PASSAGE PROVIDED:
-.-.-

Ah, to find happiness at work -- that ever elusive goal many of us strive for, but don't always achieve.

You hope if you land that promotion or get that dream job offer, you'll finally be happy at work. And you do feel happy, for a little while. Then a few months in, you're back to your usual not-really-happy self. What gives?

Important-sounding job title, free food, unlimited vacation. These aren't the things that make people truly happy at work. (Though there's no denying that a cushy salary and chef-prepared meals are nice to have.) As tacky as it sounds, happiness starts from within.

New research from LinkedIn finds that people who genuinely enjoy their jobs have one thing in common: They make time to learn on the job. This could entail taking online courses, attending webinars, reading, or taking on new projects at work that help them expand their skill set.

The LinkedIn research surveyed about 2,000 professionals. They found that employees who spend time learning at work are:

  • 47% less likely to be stressed

  • 39% more likely to feel productive and successful

  • 23% more ready to take on additional responsibilities

  • 21% more likely to feel confident and happy

The happiest things in life are free

What's more, learning doesn't have to cost a thing. Library cards are usually free. So are Yale and Princeton's most popular classes, which are offered for free through the online learning platform Coursera. Many companies also reimbursement to their employees for professional development.

Heavy learners are happiest

People who are "heavy learners" -- meaning they spend five or more hours a week engrossed in learning -- reported the highest levels of happiness, productivity, and purposefulness at work. But that was only 7 percent of respondents. Realistically, most of us don't have an hour a day to carve out for learning. But even those who reported less time dedicated to learning each week reported positive results.

If you can't learn, it's time to go

The LinkedIn study also asked people the reasons they might leave a job. A fifth said the inability to learn or grow on the job would push them to look for a new one. This ranked higher than not getting an adequate raise, not getting promoted, or feeling overworked.

"As soon as you feel you're no longer growing, it's time to look for a new job," suggests HR analyst Josh Bersin, who wrote the summary of the survey results.

But let's get real. Work isn't going to be a happy place for everyone, no matter how much you invest in learning. Research even suggests that being unemployed is better for your health than working in a toxic job.

-.-.-

Recorded data
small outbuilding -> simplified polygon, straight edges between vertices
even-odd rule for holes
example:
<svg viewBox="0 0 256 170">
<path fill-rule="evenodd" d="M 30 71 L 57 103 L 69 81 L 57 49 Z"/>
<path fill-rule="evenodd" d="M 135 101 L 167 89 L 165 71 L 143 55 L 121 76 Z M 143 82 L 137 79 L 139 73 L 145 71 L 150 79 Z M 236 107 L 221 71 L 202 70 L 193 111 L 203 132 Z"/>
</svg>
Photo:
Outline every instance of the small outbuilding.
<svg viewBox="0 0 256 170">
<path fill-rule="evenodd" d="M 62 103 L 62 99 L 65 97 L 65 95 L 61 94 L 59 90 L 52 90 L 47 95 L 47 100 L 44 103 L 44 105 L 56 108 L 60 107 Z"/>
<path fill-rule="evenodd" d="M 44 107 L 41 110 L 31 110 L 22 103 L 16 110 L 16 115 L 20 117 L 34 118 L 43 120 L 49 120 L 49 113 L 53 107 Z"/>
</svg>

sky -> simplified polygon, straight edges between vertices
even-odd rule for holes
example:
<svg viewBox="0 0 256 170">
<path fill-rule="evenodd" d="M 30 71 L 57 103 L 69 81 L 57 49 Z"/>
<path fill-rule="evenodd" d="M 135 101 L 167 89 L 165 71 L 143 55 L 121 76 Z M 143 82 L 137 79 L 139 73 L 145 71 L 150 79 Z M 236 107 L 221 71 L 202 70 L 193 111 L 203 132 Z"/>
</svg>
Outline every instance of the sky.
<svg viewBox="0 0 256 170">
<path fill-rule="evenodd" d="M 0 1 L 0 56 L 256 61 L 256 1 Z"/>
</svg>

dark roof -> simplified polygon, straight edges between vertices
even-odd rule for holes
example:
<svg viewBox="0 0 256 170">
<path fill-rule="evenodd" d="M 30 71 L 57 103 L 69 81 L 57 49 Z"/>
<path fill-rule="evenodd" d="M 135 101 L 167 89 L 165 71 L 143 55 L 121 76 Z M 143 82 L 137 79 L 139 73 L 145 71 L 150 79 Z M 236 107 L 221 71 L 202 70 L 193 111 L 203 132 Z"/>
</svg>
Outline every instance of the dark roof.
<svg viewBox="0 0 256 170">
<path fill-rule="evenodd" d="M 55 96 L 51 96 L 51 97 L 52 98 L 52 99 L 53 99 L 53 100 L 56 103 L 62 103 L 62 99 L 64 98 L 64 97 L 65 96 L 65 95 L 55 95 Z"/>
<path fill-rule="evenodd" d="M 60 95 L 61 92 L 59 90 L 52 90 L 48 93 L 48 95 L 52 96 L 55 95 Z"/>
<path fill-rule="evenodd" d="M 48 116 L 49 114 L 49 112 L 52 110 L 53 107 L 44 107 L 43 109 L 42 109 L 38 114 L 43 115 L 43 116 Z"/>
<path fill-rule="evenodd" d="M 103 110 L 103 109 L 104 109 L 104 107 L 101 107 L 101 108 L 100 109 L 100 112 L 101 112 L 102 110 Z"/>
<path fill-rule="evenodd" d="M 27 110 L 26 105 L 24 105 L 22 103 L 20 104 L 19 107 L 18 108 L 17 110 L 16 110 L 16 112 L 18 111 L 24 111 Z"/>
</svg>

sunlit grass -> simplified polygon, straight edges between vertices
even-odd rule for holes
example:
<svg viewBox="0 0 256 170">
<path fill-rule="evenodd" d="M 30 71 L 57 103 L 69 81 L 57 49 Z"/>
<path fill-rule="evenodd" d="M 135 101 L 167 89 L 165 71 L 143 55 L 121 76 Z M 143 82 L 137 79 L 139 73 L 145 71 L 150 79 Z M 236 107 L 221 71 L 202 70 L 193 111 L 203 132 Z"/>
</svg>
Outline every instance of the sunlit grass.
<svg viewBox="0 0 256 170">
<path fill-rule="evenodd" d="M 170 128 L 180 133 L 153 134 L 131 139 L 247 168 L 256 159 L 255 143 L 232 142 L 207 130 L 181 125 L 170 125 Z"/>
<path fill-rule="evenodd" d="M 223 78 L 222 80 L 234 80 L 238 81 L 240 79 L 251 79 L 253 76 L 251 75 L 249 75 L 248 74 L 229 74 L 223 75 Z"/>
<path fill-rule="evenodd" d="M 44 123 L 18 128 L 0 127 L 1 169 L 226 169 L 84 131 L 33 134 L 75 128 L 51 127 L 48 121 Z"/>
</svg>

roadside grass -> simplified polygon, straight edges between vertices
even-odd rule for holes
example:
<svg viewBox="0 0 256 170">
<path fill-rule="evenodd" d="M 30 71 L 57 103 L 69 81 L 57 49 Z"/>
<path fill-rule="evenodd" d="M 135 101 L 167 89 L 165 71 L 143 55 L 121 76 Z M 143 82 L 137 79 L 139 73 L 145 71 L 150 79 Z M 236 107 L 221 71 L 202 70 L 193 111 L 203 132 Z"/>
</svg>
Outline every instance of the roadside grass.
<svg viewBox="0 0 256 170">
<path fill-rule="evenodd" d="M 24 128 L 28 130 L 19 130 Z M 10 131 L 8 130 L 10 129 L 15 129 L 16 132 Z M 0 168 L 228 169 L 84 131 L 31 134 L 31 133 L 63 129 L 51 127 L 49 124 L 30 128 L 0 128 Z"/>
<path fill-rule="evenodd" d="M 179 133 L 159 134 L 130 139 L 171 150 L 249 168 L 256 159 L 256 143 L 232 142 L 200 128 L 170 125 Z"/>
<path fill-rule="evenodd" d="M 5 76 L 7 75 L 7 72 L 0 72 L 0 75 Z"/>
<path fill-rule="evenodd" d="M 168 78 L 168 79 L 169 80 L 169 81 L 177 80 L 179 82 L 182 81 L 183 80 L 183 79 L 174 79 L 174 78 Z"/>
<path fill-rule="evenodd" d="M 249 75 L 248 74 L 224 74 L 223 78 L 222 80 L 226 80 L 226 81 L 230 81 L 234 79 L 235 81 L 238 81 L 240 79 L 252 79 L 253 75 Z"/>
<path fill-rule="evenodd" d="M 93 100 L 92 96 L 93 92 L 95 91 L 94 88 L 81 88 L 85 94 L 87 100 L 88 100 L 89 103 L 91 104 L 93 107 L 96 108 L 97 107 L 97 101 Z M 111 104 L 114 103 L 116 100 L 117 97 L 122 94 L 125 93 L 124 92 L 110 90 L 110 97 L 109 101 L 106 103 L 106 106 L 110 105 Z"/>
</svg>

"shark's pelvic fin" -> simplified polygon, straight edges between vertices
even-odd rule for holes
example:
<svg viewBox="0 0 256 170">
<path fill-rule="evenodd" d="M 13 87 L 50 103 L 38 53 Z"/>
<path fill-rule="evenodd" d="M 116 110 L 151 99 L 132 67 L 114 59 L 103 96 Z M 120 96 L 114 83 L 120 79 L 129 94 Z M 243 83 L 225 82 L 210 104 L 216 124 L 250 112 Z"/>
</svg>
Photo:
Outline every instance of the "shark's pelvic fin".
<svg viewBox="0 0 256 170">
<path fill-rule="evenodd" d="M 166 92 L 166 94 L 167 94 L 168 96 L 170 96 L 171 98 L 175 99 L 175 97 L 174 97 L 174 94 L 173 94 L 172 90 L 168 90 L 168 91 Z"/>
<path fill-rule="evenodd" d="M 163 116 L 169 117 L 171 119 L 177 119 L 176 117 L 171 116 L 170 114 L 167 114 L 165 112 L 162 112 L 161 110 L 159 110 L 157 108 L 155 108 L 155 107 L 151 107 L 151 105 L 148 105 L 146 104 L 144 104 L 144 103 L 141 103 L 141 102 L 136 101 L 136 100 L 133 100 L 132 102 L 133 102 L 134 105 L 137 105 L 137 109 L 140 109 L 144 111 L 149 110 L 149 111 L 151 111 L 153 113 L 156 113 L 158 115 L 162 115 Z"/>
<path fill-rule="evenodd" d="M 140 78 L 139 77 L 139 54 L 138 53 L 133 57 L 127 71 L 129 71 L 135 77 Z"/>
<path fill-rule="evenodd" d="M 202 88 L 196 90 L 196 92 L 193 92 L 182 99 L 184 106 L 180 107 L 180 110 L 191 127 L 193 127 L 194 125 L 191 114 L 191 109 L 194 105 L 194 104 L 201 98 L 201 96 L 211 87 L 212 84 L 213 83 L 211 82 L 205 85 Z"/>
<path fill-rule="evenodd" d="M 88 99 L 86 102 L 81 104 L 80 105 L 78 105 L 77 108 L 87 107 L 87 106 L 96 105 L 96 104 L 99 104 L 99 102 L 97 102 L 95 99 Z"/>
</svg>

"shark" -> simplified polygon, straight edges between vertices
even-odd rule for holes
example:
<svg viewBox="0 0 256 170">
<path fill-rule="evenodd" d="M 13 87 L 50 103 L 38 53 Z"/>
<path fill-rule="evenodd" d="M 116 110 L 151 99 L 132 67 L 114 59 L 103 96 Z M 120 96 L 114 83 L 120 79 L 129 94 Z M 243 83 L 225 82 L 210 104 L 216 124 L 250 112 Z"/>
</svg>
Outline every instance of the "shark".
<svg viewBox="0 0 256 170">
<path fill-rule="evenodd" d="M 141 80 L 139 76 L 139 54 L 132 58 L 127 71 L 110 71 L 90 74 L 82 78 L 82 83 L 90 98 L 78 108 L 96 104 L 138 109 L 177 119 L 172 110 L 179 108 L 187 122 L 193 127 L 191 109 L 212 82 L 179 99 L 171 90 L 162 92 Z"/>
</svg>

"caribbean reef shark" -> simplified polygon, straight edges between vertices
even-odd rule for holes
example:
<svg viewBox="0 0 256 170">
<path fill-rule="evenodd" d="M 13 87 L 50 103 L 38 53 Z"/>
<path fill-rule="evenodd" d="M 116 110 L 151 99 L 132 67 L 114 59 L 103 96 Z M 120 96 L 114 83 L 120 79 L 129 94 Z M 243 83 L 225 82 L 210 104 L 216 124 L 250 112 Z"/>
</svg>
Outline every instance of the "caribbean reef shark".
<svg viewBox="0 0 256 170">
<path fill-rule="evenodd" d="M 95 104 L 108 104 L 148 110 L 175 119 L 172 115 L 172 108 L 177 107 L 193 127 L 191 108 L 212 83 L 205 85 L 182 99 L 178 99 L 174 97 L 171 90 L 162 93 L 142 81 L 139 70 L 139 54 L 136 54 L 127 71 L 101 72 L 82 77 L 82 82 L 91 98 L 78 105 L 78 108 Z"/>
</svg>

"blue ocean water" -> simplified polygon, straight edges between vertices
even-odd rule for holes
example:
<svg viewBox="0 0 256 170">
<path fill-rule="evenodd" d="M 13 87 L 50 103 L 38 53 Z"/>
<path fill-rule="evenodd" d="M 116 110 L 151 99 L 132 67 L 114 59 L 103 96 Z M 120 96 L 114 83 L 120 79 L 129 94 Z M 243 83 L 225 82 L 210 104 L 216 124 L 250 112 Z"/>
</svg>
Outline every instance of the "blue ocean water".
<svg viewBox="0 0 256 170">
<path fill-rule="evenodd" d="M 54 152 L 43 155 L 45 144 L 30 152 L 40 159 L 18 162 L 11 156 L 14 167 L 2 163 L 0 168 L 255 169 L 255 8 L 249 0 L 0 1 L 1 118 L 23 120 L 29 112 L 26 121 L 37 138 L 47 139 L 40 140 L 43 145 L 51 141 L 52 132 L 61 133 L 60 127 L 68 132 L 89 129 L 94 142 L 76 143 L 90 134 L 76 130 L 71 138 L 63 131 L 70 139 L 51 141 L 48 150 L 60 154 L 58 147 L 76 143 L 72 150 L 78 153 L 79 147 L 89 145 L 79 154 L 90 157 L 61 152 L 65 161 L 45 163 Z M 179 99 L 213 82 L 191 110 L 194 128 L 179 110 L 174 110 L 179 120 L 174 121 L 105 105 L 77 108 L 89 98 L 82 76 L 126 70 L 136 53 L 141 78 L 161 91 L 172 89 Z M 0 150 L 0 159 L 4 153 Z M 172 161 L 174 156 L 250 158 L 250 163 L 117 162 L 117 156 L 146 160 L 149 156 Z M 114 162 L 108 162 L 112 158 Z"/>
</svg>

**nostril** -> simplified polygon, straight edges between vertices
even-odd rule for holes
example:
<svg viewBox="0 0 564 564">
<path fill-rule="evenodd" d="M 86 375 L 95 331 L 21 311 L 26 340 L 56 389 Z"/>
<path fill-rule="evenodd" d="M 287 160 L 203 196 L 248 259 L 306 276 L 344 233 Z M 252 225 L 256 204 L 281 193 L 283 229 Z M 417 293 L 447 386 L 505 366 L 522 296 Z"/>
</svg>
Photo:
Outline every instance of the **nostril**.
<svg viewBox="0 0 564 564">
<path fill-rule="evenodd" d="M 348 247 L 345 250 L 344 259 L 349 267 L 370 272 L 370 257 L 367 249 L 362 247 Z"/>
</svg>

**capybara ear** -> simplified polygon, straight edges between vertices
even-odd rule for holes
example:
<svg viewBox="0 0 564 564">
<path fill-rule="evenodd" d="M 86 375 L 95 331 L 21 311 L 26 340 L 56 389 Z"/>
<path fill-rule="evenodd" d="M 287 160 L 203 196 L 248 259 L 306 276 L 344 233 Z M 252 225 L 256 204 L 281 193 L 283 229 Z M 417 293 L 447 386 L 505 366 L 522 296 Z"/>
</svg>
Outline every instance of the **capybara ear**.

-.-.-

THINGS TO DO:
(a) In the article on learning and happiness at work, roughly how many professionals did the LinkedIn research survey?
(b) Reproduce word for word the stretch of the article on learning and happiness at work from "People who are" through "reported positive results.".

LIST OF SOLUTIONS:
(a) About 2,000 professionals.

(b)
People who are "heavy learners" -- meaning they spend five or more hours a week engrossed in learning -- reported the highest levels of happiness, productivity, and purposefulness at work. But that was only 7 percent of respondents. Realistically, most of us don't have an hour a day to carve out for learning. But even those who reported less time dedicated to learning each week reported positive results.